:: Records provided ::
====================
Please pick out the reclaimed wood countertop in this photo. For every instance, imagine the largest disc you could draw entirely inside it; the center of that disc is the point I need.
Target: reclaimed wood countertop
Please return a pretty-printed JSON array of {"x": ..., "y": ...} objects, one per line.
====================
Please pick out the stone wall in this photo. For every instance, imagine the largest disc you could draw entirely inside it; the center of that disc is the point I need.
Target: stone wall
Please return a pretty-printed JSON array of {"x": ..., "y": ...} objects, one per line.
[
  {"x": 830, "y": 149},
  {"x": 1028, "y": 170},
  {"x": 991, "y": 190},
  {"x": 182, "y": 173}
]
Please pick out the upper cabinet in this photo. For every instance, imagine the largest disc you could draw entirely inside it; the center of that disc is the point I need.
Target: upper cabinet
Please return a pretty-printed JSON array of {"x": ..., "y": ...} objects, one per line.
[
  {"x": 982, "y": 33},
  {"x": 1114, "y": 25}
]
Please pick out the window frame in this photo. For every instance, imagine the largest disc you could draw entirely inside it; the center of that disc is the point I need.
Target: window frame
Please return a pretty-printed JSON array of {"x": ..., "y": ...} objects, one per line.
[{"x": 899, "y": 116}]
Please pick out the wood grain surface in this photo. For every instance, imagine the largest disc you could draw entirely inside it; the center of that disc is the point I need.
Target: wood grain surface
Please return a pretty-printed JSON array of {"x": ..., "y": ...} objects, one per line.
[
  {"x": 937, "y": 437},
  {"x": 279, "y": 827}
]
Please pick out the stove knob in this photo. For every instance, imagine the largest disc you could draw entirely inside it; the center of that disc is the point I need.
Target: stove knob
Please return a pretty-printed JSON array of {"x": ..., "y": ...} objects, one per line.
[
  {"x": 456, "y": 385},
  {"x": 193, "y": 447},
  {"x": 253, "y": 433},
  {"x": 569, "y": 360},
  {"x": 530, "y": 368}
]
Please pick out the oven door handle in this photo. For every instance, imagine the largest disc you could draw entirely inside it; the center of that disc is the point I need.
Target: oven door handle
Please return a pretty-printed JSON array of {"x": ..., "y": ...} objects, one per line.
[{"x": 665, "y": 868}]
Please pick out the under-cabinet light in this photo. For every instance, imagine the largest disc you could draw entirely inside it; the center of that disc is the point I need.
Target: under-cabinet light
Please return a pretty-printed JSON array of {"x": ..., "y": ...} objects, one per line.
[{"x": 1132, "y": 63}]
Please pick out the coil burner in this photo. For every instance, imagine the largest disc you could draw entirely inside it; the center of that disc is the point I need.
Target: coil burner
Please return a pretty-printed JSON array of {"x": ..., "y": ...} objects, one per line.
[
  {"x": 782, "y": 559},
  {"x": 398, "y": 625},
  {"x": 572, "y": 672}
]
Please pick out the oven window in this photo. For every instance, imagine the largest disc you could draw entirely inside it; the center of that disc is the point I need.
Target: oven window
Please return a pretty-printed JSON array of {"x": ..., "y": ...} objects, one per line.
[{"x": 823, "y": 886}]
====================
:: Your objective ::
Render the data from the line containing "Please pick out the reclaimed" through the line containing "Target: reclaimed wood countertop" as a JSON list of strings, one string per line, leaving out any blank lines.

:: Written answer ::
[
  "Please pick out the reclaimed wood countertop in this photo. For every instance, imagine the largest disc you could draw entirely inside it; the center of that disc is the point I need.",
  "Target: reclaimed wood countertop"
]